Excerpts from a dataset on pointing at objects:
::::::

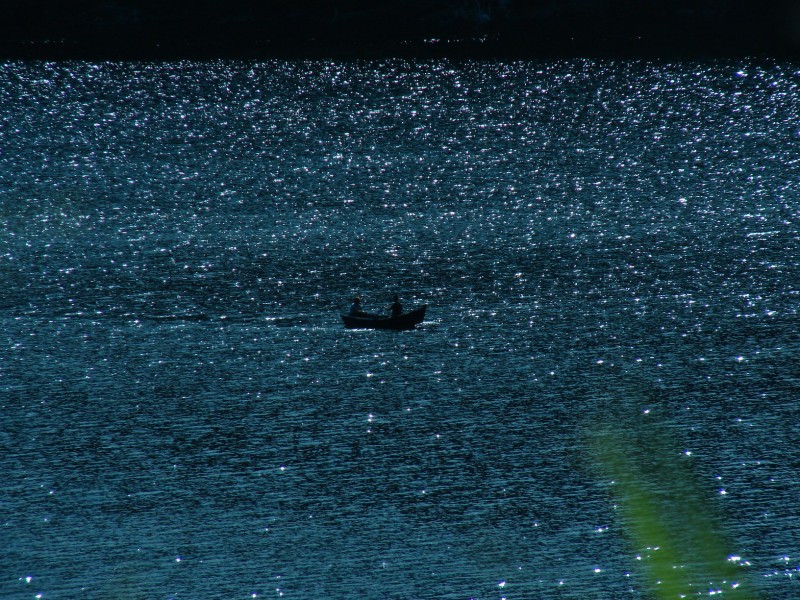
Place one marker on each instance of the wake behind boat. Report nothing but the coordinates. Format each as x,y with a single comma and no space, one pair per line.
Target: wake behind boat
404,321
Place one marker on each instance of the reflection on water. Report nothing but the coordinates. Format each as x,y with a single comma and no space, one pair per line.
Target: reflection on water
184,414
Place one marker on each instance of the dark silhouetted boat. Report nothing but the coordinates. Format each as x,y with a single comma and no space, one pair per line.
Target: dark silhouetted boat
407,320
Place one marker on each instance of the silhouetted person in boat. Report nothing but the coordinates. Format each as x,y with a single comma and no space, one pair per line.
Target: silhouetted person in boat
356,310
396,308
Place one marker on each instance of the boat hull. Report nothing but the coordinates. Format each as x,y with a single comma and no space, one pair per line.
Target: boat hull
405,321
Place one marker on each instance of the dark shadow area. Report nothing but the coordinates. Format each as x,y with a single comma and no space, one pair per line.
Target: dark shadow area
150,29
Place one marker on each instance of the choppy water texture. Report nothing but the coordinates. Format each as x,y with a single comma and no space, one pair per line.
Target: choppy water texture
184,415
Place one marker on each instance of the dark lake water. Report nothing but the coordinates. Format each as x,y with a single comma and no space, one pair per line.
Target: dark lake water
603,246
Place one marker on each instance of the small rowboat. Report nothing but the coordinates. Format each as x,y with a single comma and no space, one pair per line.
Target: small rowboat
405,321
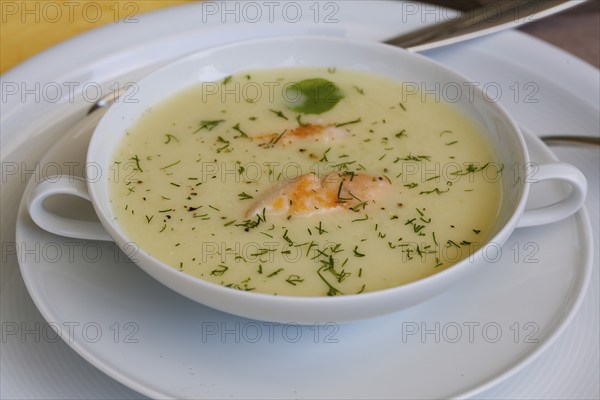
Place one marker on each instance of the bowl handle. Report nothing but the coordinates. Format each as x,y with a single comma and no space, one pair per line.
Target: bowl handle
564,208
57,224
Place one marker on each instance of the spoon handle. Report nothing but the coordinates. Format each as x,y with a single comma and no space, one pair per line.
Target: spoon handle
491,18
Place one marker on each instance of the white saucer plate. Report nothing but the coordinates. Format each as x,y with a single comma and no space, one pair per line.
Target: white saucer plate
164,345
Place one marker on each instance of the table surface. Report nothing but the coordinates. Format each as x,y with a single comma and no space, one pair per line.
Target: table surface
27,28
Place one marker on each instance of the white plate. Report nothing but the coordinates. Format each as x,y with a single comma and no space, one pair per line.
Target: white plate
34,364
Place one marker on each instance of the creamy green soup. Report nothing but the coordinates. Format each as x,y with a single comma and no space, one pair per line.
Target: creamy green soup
306,182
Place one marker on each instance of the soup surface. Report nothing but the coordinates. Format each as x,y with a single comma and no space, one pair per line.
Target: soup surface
306,182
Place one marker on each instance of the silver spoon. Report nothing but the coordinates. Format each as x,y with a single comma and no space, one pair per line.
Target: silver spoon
110,98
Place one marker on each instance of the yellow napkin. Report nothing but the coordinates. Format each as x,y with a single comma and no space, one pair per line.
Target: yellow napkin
28,27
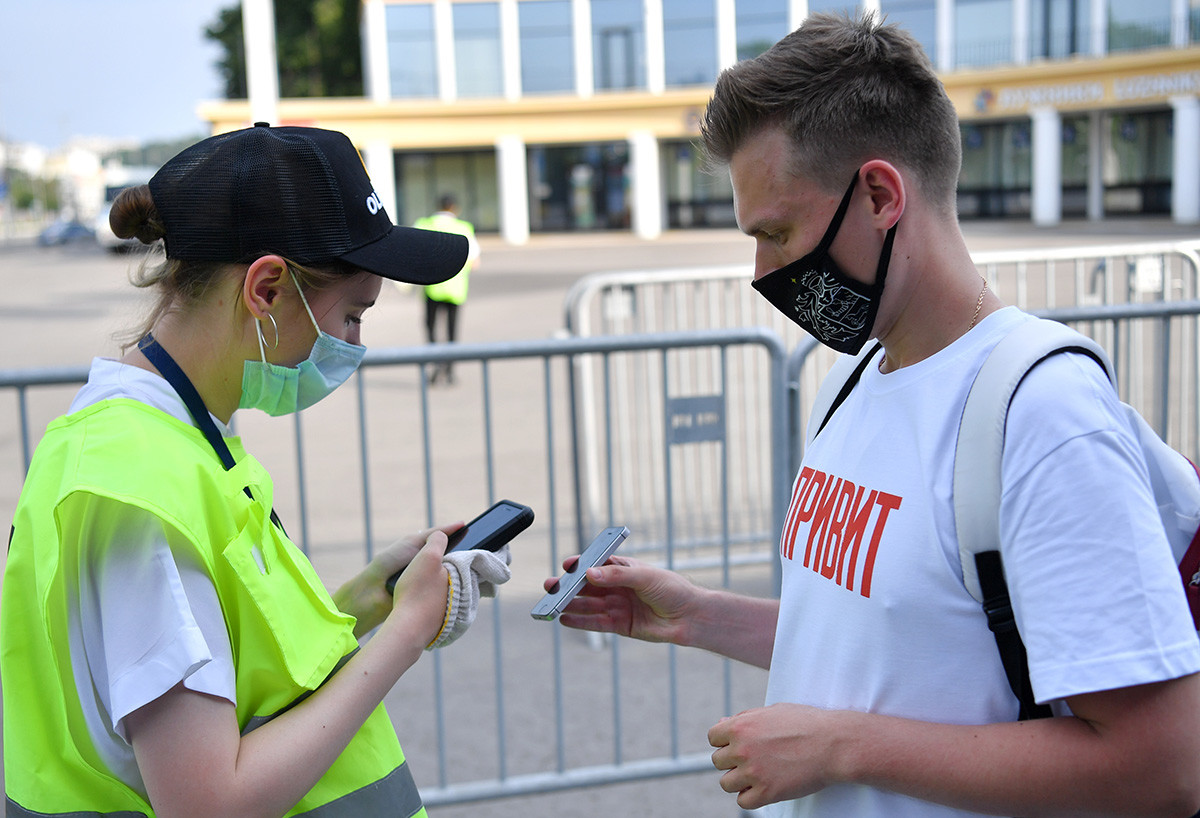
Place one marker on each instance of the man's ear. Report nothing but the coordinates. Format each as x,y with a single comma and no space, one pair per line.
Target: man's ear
885,184
265,280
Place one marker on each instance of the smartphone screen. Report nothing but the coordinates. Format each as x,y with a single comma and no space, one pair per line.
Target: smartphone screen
489,531
492,528
570,583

::::::

### WRITTEN REQUEST
Reproduce all of the lines in the material above verbatim, omitting the pictures.

### RESPONSE TO THE TASK
Place one marker on each instance of the wake behind boat. Report nothing but the coordinates. Format each as x,y with a single comma and no space, one pair per line.
Target: wake behind boat
404,321
Place one marker on each instance of the reflection on water. Report nothing but the coordinates. Format each as x,y with a single comma and no space, one pair per line.
Target: reflection on water
184,414
Place one marker on each instance of the dark silhouetted boat. Report nothing but the coordinates. Format each as x,y with a single comma and no space, one pair per line.
Target: dark silhouetted boat
407,320
Place one marker on each instance of the silhouetted person in boat. Report nothing but the coordinates. Format each as x,y with a single comma and no space, one pair per line.
Target: silhouetted person in boat
356,310
396,308
Place one marker on each instance of the boat hull. Report nothing but the coordinates. Format each as x,y with a single comma and no space, one pair per line.
Target: boat hull
405,321
Place one marker on each instance of the dark shadow area. Report nothing but the coordinates. Format each as x,y with a single comma and no space, one pair per line.
Target: dark shadow area
150,29
Place one marker on each instance of the choppy water texture. Report nothing but the coordinates. Format each as x,y with a single comma and no space, one pair per line.
Target: choppy water texture
184,415
Place one marker on each instance of the dark lake water. Report nothing but the coordinates. Format each as x,y with a single comma and no space, one pair per line.
Target: dark lake water
603,246
Place one marker on each instance of the small rowboat. Report nothing but the coordinates. Format each as x,y with a single comma and no space, one pair per line.
Target: small rowboat
405,321
Place one marker on each instance of the bowl handle. Report nothing but the coordinates. Format each as x,y with a single comma and no space, one pair per line.
Target: bowl handle
564,208
57,224
Place one marker on each instance of the spoon handle. Report nothing but the coordinates. Format each as x,y with a single comma and no space, one pair per line.
Target: spoon handle
491,18
Place one marker on each instance of the white saucer plate. Report nothing but the coordinates. Format each as x,y with a single comma and no space, one pair per line.
Target: white saucer plate
164,345
Place one marker on each instance of the table surface. Report nothing but the coordinates. Format each as x,y with a single comma and no space, one pair per line.
Target: table surface
27,28
Place one marker on each instance of the white plate. Report nothing but the coordinates. Format each as x,y with a single comma and no space, one pair per line.
Target: white plate
34,364
Place one marker on each instance of the creamy green soup. Report nothing but the coordinates. Format each as x,y with a single comma and no space, one pair per line.
Target: creamy green soup
306,182
Place one marker on each instance of the soup surface. Report nothing but the coordinates. Format each as x,y with a single comma and no space, one pair per line.
Target: soup surface
306,182
Place one marker on each instance of the silver spoon. Report nothing but the coordinates. Format each as x,y with a single comma and no space, one pair per line.
Target: silver spoon
110,98
Place one marker on each instance of the yellow napkin. Report nothing but the coordinates. Format each as x,y with a single comma and no space, one pair per line.
Target: yellow napkin
28,27
Place one marker on each instance of the man's ear. Report nothing but the coordinates. Format each as x,y with a single comma and no space, one pair per line.
Target: man's ear
885,184
265,280
Place one marker on each instance of the smartphone screen. Report nothing but the coordinates. Format each as x,y with a single comma and no space, one pair per line.
Target: smartphone screen
489,531
492,528
570,583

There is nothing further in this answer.